• Selected extract:

↓↓↓

GTurbo G300 installation :
I do not have much to write about the GTurbo installation. I bolts easily in place of the original CT-26 turbo. As a side note, I bought the G300 "Grunter" that is now superseded by the G333 "Titan" that seems to bring more boost earlier...

The only things that come to mind are :
- the bottom bracket does not bolt anymore, you need to add a custom bracket if you want to support the new turbo from the bottom. Many users report that it is not mandatory to refit the bracket, but I am thinking it might stress the exhaust manifold connections a bit more, so I will build a bracket in the future.
- the turbo inlet diameter is bigger so the factory elbow does not fit. It is a bit of a pain to build a custom elbow from standard silicone part as the factory one as a weird shape (90 degrees bend along with another 30ish bend in another direction). PDI (see intercooler beloew) makes a custom silicone elbows that is not expansive and I recommend getting it.

↑↑↑

• Work to do:
- 1) Could you condense the turbo installation post's paragraph that begins "The only things that come to mind are" into a short list that keeps its main facts?
- 2) Would you proceed with the turbo installation post, picking up after its last sentence?
The material after this is separate from the turbo installation post.

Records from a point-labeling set
↓↓↓

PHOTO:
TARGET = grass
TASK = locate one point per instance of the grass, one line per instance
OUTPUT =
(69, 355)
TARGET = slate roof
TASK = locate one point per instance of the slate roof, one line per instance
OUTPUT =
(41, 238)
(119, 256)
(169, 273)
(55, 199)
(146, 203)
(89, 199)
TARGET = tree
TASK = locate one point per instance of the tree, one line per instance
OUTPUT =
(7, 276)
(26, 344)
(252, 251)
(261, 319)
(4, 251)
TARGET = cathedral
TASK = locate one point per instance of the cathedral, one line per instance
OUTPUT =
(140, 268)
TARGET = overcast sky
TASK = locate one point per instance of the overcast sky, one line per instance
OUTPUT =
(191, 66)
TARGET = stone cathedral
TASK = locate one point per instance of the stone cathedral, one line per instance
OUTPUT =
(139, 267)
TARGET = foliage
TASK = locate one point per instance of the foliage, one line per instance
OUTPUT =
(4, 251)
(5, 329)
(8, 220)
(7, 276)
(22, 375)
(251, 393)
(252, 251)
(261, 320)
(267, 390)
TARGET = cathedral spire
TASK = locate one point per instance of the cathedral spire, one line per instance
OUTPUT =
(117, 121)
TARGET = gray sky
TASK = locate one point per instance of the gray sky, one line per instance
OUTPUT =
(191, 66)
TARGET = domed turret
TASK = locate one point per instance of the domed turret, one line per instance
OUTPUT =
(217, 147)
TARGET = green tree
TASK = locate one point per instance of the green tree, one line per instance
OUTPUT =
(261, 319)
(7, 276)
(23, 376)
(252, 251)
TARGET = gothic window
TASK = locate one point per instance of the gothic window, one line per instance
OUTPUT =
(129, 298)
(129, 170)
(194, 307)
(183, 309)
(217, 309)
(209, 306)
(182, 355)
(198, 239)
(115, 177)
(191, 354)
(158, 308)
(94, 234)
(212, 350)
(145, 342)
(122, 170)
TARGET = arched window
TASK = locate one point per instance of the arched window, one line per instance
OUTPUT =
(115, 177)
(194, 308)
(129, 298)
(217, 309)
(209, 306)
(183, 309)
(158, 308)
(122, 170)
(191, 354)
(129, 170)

↑↑↑

• Exercise answers:
- 1)
- The bottom bracket no longer bolts on, so supporting the new turbo from below requires a custom bracket. Many users say refitting one isn't mandatory, but the author plans to build one because skipping it might put more stress on the exhaust manifold connections.
- The turbo inlet is wider, so the factory elbow doesn't fit. Making a replacement from standard silicone parts is awkward because the factory elbow has an odd shape: a 90-degree bend plus a roughly 30-degree bend in another direction. The author recommends the custom silicone elbow that PDI makes.

- 2)
GTurbos are already primed in factory and can be driven normally as soon as they are installed. I also recommand buying a water and oil hose kit such as this one along with the turbo. This kit is good quality and allows an easier installation than with factory parts that are oftentimes showing their age. It also allows cooling of the turbo by connecting it to the cooling system even though it is not mandatory.

Toyota HJ61 12HT CT26 Turbo Oil Water Line Kit | Replace Rigid Pipes

Flexible oil and water line kit for Toyota HJ61 12HT with CT26 turbo. Includes 4AN oil feed, 3/4" silicone drain, and 6AN water lines to replace stock pipes.

www.gryphontek.com

I also fitted 3 gauges :
- Coolant temperature, that I connected to the 1/2 NPT port the is at the firewall end of the cylinder head
- EGT, I installed the gauge on the exhaust manifold after carefully drilling it
- Boost, I drilled and threaded a hole next to the intake manifold to have a precise reading. The pressure port that is on the turbo itself would give you a higher reading as the diameter here is smaller.

I did buy the Autometer gauges that were supplied by GTurbo, after 1 year of use they have been very reliable. You need a voltage convertor to use them on a 24v system as is the case on the European specs HJ61.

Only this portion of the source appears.